Please rewrite all of the data below, keeping its wording unchanged and multiplying every bounding box coordinate in the answers by 0.4, rounded to a whole number with halves rounded up. Leave the pictures out of your answer.

─── EXCERPTED RECORDS ───

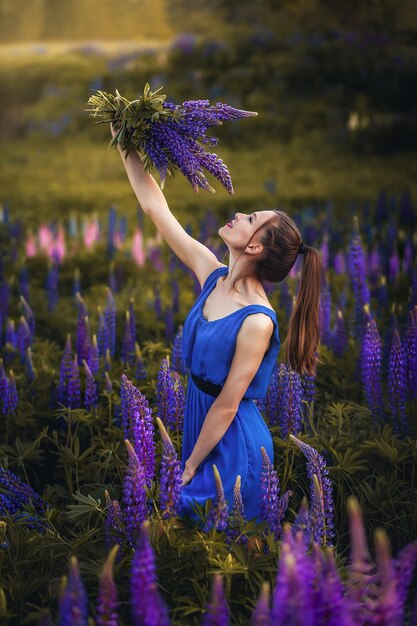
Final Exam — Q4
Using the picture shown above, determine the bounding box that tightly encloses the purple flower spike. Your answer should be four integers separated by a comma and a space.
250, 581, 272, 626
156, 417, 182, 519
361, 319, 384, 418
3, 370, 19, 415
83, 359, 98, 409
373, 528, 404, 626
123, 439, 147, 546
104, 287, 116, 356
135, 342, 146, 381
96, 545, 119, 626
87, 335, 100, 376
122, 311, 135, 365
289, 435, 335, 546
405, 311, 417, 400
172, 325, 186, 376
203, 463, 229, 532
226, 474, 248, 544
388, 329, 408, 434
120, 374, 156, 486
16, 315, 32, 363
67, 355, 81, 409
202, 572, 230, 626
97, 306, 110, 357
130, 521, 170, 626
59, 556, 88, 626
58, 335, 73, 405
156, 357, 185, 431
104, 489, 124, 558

───

◆ IN RESPONSE:
Final Exam — Q4
Using the picture shown above, determine the bounding box that tightly encloses the purple flower spike. Your answer should be four integers separated by a comma and a space.
100, 232, 109, 250
62, 167, 73, 208
144, 128, 154, 167
1, 148, 8, 166
33, 144, 39, 164
149, 211, 162, 250
49, 176, 59, 218
42, 115, 46, 142
54, 137, 58, 152
38, 218, 48, 250
35, 134, 40, 150
49, 124, 54, 146
116, 174, 134, 218
162, 124, 167, 160
69, 130, 74, 150
81, 185, 92, 213
90, 190, 99, 218
155, 132, 163, 174
48, 150, 62, 194
6, 126, 13, 145
27, 142, 32, 164
81, 229, 92, 250
39, 122, 44, 143
52, 208, 68, 250
24, 222, 35, 250
23, 134, 29, 162
62, 143, 74, 172
42, 196, 50, 223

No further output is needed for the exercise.